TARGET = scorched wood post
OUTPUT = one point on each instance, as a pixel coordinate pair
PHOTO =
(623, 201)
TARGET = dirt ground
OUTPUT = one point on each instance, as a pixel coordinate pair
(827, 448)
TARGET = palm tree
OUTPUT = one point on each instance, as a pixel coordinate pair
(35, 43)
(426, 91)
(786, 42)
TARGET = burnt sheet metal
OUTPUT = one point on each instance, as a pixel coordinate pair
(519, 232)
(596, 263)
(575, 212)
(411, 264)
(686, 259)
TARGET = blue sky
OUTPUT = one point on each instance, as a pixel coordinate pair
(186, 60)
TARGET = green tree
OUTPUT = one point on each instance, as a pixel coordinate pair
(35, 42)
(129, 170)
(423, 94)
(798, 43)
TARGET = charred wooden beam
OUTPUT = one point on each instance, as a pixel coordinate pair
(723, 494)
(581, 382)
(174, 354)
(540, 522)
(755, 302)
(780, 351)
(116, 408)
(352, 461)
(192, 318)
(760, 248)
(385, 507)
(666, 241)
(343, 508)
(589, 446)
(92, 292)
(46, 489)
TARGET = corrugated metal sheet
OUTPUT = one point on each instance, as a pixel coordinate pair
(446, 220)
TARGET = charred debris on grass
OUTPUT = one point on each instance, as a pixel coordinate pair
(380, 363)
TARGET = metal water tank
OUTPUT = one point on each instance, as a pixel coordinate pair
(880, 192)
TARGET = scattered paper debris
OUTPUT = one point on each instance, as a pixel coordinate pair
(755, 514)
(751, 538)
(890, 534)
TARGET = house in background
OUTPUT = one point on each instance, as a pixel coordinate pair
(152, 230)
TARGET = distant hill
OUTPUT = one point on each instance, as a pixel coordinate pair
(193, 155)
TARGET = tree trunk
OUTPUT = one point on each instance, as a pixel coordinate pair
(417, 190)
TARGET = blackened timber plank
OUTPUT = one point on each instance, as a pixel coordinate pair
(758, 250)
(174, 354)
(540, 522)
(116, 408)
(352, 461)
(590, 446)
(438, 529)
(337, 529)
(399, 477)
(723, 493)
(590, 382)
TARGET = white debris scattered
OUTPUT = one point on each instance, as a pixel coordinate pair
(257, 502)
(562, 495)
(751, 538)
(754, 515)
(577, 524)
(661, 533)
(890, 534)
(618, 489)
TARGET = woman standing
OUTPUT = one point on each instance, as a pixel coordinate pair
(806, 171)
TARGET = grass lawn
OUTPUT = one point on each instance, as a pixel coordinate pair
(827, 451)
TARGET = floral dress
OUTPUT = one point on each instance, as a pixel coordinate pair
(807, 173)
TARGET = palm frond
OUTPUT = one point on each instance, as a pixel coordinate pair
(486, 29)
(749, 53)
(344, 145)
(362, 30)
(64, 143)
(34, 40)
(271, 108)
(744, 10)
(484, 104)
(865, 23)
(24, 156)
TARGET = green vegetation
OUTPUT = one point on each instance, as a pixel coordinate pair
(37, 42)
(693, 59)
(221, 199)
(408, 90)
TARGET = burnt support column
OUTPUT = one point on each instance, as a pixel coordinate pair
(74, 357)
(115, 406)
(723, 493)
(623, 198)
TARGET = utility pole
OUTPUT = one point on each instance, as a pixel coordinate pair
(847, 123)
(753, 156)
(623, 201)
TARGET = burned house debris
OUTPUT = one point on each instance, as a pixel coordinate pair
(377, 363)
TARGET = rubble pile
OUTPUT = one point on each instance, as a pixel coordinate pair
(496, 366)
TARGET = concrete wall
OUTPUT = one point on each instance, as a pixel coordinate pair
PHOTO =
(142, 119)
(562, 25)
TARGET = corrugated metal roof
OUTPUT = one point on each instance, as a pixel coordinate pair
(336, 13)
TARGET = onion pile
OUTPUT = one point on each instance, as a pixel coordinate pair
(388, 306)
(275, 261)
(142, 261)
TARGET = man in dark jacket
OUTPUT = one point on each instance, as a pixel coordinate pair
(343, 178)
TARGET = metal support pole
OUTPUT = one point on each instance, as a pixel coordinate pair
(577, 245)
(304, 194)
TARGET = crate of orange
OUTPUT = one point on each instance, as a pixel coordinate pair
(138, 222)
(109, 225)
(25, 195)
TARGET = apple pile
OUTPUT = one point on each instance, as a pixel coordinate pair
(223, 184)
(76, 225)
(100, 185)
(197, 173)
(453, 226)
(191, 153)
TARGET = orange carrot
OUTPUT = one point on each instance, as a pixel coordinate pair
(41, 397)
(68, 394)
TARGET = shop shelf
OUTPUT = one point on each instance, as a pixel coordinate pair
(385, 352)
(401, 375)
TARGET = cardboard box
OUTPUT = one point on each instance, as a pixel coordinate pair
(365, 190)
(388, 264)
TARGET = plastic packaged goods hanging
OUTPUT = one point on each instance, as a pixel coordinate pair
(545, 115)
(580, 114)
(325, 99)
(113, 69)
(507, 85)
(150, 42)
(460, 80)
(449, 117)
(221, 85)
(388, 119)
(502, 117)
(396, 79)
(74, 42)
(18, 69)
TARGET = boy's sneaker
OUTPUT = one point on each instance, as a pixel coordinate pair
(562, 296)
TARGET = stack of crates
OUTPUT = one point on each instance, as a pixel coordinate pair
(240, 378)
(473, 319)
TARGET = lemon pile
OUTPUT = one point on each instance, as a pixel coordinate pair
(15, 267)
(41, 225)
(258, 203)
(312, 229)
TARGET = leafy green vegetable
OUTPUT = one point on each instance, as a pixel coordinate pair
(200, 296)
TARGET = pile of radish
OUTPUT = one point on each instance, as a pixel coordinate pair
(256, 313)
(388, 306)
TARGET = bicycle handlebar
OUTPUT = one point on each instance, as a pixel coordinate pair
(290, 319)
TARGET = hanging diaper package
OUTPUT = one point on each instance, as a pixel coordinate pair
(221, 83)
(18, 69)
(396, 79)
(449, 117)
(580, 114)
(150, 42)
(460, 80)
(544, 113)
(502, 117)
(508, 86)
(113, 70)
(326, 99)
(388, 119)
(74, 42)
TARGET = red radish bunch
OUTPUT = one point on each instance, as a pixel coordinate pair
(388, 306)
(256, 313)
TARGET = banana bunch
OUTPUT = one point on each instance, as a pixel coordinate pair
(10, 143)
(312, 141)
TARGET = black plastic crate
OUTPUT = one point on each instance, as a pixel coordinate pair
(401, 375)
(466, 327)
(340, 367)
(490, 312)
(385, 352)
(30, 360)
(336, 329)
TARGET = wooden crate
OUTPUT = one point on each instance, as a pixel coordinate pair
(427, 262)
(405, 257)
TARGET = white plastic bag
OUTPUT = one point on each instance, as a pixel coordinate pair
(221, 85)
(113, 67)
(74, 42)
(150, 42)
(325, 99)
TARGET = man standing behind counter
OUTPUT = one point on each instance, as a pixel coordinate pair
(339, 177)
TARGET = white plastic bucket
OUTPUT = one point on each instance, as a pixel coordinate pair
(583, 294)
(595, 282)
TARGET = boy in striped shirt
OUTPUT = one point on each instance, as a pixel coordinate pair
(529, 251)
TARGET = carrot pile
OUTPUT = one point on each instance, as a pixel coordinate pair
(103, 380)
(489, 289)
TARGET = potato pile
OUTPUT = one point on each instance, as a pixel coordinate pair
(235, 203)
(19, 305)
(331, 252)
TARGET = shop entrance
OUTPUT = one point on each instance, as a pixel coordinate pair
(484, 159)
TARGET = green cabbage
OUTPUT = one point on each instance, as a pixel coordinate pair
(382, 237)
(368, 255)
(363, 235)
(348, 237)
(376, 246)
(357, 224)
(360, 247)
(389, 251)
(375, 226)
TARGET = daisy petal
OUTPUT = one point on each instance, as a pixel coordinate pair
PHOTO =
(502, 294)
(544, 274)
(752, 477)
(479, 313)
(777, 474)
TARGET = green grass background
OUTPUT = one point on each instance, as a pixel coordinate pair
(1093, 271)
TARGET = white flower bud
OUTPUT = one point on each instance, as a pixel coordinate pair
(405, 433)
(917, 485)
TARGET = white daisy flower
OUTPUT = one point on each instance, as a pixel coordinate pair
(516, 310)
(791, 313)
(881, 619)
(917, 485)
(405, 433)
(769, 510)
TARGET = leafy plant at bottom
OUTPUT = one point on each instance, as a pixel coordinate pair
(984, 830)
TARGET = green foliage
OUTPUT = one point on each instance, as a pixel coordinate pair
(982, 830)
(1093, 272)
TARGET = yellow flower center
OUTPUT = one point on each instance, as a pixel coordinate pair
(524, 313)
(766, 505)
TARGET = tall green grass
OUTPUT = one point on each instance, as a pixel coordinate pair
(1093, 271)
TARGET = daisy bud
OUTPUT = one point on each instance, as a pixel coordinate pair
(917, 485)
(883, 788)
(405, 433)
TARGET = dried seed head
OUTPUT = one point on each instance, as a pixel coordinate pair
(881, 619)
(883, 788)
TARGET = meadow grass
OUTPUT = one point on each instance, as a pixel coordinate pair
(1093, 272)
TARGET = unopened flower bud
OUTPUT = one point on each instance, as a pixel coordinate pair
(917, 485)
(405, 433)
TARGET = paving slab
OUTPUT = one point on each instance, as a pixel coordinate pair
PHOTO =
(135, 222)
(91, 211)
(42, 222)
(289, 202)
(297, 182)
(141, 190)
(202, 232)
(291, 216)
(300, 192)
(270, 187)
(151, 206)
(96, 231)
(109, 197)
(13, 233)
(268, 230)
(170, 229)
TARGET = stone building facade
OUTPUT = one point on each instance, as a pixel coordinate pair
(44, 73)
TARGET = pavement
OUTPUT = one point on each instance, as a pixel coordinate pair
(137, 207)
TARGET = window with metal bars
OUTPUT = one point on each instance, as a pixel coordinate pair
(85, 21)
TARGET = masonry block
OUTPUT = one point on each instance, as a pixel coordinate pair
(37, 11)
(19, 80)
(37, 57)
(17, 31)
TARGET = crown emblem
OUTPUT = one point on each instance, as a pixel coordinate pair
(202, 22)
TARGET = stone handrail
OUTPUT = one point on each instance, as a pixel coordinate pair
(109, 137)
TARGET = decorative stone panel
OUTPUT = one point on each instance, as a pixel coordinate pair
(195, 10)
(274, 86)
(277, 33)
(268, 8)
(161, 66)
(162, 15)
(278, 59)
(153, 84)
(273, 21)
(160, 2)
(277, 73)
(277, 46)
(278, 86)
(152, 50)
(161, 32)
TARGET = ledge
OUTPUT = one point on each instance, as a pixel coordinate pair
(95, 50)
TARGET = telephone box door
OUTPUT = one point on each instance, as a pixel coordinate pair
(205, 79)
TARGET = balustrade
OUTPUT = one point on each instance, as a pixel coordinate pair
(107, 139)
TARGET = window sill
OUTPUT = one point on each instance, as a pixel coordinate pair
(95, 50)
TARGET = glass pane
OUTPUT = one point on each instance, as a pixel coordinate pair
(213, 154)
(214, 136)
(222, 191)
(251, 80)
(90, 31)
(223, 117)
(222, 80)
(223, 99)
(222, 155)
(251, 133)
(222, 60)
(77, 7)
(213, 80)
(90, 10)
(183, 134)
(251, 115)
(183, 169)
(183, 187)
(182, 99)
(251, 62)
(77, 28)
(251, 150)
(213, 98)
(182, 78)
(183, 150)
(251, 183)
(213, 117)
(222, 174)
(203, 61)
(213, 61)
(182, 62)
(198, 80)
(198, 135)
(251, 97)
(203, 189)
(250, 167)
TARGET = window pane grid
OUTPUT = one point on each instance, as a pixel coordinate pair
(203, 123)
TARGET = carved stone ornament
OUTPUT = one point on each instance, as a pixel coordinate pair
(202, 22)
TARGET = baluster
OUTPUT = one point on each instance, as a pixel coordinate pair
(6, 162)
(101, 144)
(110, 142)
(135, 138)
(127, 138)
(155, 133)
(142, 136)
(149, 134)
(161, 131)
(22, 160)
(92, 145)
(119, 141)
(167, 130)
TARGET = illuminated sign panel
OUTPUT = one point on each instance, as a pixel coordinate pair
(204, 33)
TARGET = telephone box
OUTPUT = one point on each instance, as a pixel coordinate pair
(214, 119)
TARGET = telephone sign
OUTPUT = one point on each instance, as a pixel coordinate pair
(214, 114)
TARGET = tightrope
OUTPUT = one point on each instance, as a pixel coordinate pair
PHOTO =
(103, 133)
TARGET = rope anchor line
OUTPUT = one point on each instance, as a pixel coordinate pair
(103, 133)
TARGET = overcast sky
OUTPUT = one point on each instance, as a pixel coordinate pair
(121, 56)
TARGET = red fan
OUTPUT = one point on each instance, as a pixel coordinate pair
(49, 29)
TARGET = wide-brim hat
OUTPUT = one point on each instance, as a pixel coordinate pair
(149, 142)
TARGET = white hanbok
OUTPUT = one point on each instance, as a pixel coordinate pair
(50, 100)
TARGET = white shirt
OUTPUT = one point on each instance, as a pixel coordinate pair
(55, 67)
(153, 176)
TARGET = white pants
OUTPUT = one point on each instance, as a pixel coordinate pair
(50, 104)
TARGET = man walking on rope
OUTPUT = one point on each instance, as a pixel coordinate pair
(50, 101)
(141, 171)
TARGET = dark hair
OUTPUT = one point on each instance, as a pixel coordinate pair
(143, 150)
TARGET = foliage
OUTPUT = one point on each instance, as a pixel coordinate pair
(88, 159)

──────────────────────────────

§ YOUR INSTRUCTIONS:
Which lines above run from the one containing "TARGET = green vegetation" down to the one containing "TARGET = boy's sneaker"? Repeat exactly those, both ends included, and nothing else.

§ RESPONSE:
TARGET = green vegetation
OUTPUT = one point on each instance, as a pixel coordinate pair
(37, 42)
(693, 59)
(221, 199)
(408, 90)
TARGET = burnt support column
OUTPUT = one point on each instance, as a pixel coordinate pair
(74, 357)
(115, 406)
(723, 493)
(623, 198)
TARGET = utility pole
OUTPUT = one point on each instance, as a pixel coordinate pair
(847, 123)
(753, 156)
(623, 201)
TARGET = burned house debris
OUTPUT = one point on each instance, as a pixel coordinate pair
(377, 363)
TARGET = rubble pile
OUTPUT = one point on each instance, as a pixel coordinate pair
(496, 366)
TARGET = concrete wall
OUTPUT = one point on each instance, as a pixel coordinate pair
PHOTO =
(142, 119)
(562, 25)
TARGET = corrugated metal roof
OUTPUT = one point on each instance, as a pixel coordinate pair
(336, 13)
TARGET = onion pile
OUTPUT = one point on each instance, as a pixel coordinate pair
(388, 306)
(275, 261)
(142, 261)
TARGET = man in dark jacket
OUTPUT = one point on each instance, as a pixel coordinate pair
(343, 178)
TARGET = metal support pole
OUTPUT = one point on each instance, as a pixel coordinate pair
(577, 245)
(304, 194)
TARGET = crate of orange
OUTPUT = one point on each instance, as a pixel coordinate pair
(138, 222)
(109, 225)
(25, 195)
TARGET = apple pile
OUTPUT = one point on each instance, as a pixel coordinate pair
(223, 184)
(76, 225)
(100, 185)
(197, 173)
(453, 226)
(191, 153)
TARGET = orange carrot
OUTPUT = one point on each instance, as a pixel coordinate pair
(41, 397)
(68, 394)
TARGET = shop shelf
OUTPUT = one point on each instance, as a pixel coordinate pair
(385, 352)
(401, 375)
TARGET = cardboard box
OUTPUT = one point on each instance, as a pixel coordinate pair
(365, 190)
(388, 264)
TARGET = plastic packaged goods hanging
OUTPUT = one point on each instance, as a pixel coordinate pair
(545, 115)
(580, 114)
(325, 99)
(113, 69)
(507, 85)
(150, 42)
(460, 80)
(449, 117)
(221, 85)
(388, 119)
(502, 117)
(396, 79)
(74, 42)
(18, 69)
TARGET = boy's sneaker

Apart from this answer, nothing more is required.